**Problems to work on**
1) Please copy the passage from the lecture on Chaos word for word, from "And it became" to "in human evolution.".
2) According to the lecture on Chaos, why is the opening of the Bible quoted? Answer in one to three sentences.

## begin Quoted text

“On
Chaos and Cosmos”
Notes of a
lecture by Dr. Rudolf Steiner
Given in Berlin, 19 October, 1907
(S-1594) E N 34
The subject of our study today will appear at first comparatively
remote; nevertheless, these things can interest us in a certain sense
even for our everyday life. The motif of today's lecture
will be what is called by a name borrowed from ancient times; namely,
Chaos. What this word really refers to lies even beyond what
we understand as Heaven. Not only the wonderful old Grecian myth
speaks of Chaos when it says that the most ancient Gods were born out
of the Chaos; the legends and myths of other nations, too, are
acquainted with this Chaos, albeit under a different name. In the
Norse Saga we find it designated as Ginnungagap, the Yawning
Abyss, from which there arises on the one hand the cold Niflheim,
and on the other hand, the hot Muspelheim. The beginning of
the Bible also refers to it in the words: “In the Beginning God
created the Heaven and the Earth; and the Earth was without form and
void, and darkness was upon the face of the waters. Then there
resounded the Word of the Godhead: “May Light become.”
And it became light. And the Godhead perceived the Light and
perceived that it was beautiful, and severed the World of Light from
the World of Darkness.”
“The earth was without form and void” — these are
only other words for the Chaos out of which the highest Spiritual
Beings are born. What is the Chaos? With these old words for very
lofty concepts things have taken a strange course in human evolution.

## end Quoted text
## begin Extracted records

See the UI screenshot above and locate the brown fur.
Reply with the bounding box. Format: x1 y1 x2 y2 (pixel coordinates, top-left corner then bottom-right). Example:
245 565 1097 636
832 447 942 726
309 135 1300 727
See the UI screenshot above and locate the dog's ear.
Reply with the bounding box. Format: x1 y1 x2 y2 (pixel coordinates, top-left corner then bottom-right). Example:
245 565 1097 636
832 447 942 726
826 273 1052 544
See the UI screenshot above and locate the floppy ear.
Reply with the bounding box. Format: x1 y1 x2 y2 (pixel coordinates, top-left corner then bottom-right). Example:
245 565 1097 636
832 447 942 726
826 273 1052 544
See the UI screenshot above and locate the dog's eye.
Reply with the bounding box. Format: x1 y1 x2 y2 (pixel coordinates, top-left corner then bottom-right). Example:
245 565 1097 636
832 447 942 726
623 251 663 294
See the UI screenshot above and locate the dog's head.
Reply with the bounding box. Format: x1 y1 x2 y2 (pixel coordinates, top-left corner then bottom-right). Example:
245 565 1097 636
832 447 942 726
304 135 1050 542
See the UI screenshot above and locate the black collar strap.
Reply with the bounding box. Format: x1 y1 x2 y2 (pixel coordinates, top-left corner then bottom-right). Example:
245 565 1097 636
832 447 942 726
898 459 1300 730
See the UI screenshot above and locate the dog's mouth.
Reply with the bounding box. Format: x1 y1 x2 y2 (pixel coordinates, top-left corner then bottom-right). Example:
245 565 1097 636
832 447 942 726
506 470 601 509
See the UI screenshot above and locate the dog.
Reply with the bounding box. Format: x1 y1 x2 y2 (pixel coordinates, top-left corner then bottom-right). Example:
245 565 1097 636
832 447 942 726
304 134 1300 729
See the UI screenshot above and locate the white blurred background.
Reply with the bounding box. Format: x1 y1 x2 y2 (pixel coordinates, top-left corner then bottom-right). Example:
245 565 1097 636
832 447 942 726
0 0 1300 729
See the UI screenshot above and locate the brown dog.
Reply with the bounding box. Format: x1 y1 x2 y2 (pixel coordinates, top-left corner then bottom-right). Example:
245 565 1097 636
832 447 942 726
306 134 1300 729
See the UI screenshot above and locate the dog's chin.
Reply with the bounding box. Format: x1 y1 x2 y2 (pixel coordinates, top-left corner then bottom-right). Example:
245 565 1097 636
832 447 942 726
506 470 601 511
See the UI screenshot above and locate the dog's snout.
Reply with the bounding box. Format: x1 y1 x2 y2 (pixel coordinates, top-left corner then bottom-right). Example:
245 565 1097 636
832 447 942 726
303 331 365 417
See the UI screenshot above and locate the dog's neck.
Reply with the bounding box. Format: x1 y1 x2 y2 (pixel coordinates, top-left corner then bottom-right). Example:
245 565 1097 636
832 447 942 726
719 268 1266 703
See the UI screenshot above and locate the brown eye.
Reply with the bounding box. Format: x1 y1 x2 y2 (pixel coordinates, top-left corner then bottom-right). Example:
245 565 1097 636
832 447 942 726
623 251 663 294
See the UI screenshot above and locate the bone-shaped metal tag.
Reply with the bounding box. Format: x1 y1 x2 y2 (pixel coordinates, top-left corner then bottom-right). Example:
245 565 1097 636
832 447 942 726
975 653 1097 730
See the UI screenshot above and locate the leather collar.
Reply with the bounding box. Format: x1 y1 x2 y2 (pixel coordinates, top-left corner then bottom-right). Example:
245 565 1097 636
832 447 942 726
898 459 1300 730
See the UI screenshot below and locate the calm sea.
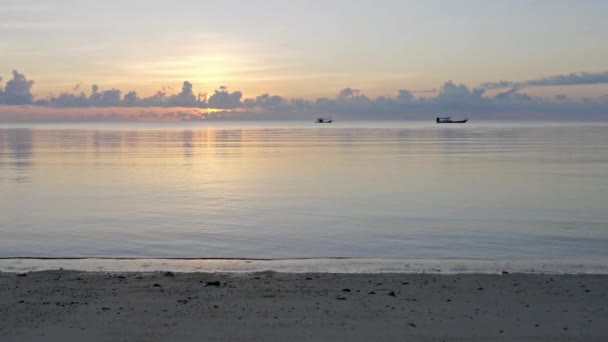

## end Extracted records

**Responses in order**
1)
And it became light. And the Godhead perceived the Light and
perceived that it was beautiful, and severed the World of Light from
the World of Darkness.”
“The earth was without form and void” — these are
only other words for the Chaos out of which the highest Spiritual
Beings are born. What is the Chaos? With these old words for very
lofty concepts things have taken a strange course in human evolution.

2) The opening of the Bible is quoted because it also refers to Chaos. The lecture says its words "The earth was without form and void" are only other words for the Chaos out of which the highest Spiritual Beings are born.